Photo: Ahmad / Voix d’Exils.

Commémoration en mémoire des 44’000 migrants morts aux frontières de l’Europe lors de la journée mondiale des réfugié.e.s 2021

Le 20 juin – date de la journée mondiale des réfugié.e.s – a été organisé un événement dans dix villes suisses intitulé « Les nommer par leur noms ». Cet événement a été ponctué par diverses manifestations culturelles, sociales et inter-religieuses. Les villes ayant participé à cette action commune sont : Bâle, Croire, Genève, Lausanne, Lucerne, Neuchâtel, St-Gall, Thoune et Zurich.

A Lausanne, l’événement de la journée mondiale des réfugiés a été organisé le 19 juin par: l’association de Sant’Egidio, L’Union vaudoise des associations musulmanes (l’UVAM), le Conseil Œcuménique pour les Refugiés (COER), Solidarité Église Migration Vaud et ACAT-Suisse. Se sont également associés à l’événement: l’association SOS Méditerranée et Amnesty International, PAIRES, Action Parrainage et l’EPER.

À Lausanne, un recueillement interreligieux a eu lieu à l’église St-Laurent en mémoire  « des plus de 44’000 victimes de la forteresse de l’Europe depuis 1993. La plupart de ces victimes sont mortes noyées en mer Méditerranée alors que d’autres ont été abattues aux frontières dans leur tentative d’échapper aux guerres, aux persécutions et à d’autres situations difficiles les empêchant de rester chez elles » .

§ §

_Tâches à réaliser_.
• A. Reproduisez fidèlement, dans l'extrait sur la journée mondiale des réfugiés, le passage allant de « Le 20 juin – » jusqu'à « Parrainage et l’EPER. ».
• B. Reprenez le texte consacré à la commémoration des migrants morts aux frontières de l'Europe et poursuivez-le à partir de sa dernière phrase.

_Lignes présentées_.
§ §

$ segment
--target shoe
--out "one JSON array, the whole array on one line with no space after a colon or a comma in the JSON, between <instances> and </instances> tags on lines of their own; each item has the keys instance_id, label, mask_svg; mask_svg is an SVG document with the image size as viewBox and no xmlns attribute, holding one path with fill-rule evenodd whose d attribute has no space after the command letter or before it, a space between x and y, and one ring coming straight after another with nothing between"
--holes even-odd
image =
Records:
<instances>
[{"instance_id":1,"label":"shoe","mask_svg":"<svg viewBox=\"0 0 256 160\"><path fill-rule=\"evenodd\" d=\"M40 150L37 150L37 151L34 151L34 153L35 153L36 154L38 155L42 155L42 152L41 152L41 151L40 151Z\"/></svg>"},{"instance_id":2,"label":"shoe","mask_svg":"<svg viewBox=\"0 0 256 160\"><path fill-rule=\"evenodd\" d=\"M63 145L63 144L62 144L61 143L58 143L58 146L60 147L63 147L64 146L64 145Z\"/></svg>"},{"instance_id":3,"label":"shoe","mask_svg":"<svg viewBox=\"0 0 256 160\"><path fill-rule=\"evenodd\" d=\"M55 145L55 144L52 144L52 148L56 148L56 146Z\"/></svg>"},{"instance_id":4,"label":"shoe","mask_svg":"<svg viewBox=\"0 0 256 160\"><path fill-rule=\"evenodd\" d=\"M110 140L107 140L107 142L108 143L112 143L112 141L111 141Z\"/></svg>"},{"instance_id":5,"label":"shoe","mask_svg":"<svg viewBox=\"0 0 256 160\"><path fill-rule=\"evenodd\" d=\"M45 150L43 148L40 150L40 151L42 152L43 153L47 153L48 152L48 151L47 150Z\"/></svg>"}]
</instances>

§ §

_Résultats des tâches_.
• A.
Le 20 juin – date de la journée mondiale des réfugié.e.s – a été organisé un événement dans dix villes suisses intitulé « Les nommer par leur noms ». Cet événement a été ponctué par diverses manifestations culturelles, sociales et inter-religieuses. Les villes ayant participé à cette action commune sont : Bâle, Croire, Genève, Lausanne, Lucerne, Neuchâtel, St-Gall, Thoune et Zurich.

A Lausanne, l’événement de la journée mondiale des réfugiés a été organisé le 19 juin par: l’association de Sant’Egidio, L’Union vaudoise des associations musulmanes (l’UVAM), le Conseil Œcuménique pour les Refugiés (COER), Solidarité Église Migration Vaud et ACAT-Suisse. Se sont également associés à l’événement: l’association SOS Méditerranée et Amnesty International, PAIRES, Action Parrainage et l’EPER.

• B.
A la mémoire des 44’000 victimes

Le point central de l’événement a été le prêche fait par Dominique Voinçon. Dominique Voinçon est co-président de l’Association vaudoise pour le Dialogue inter-Religieux et aumônier au centre fédéral d’asile de Vallorbe. Durant l’événement, il s’est exprimé en sa qualité d’aumônier. Dans son prêche, il a commencé par évoquer la mort tragique du jeune Aylan « pour symboliser le drame et la souffrance que vivent les personnes migrantes ». Aylan Kurdi est le jeune enfant d’origine kurde qui, vêtu d’un t-shirt rouge, avait été retrouvé mort en 2021 sur une la plage de Bodrum en Turquie. Toute sa famille (excepté son père) s’est noyée lorsque leur embarcation avait chaviré en mer. Son image avait fait le tour de la planète.

Dominique Voinçon a aussi évoqué Luna Reys, une jeune volontaire de la Croix Rouge espagnole qui « dans un geste pur et plein d’humanité, avait pris chaleureusement dans ses bras un jeune sénégalais venu à la nage du Maroc vers Ceuta ». Luna est à ses yeux « un exemple vif de compassion et un rappel du devoir humain de tous de prêter de l’aide à son proche dans le besoin, comme le fut le bon samaritain que l’on trouve dans parabole dans l’Évangile de St-Luc ».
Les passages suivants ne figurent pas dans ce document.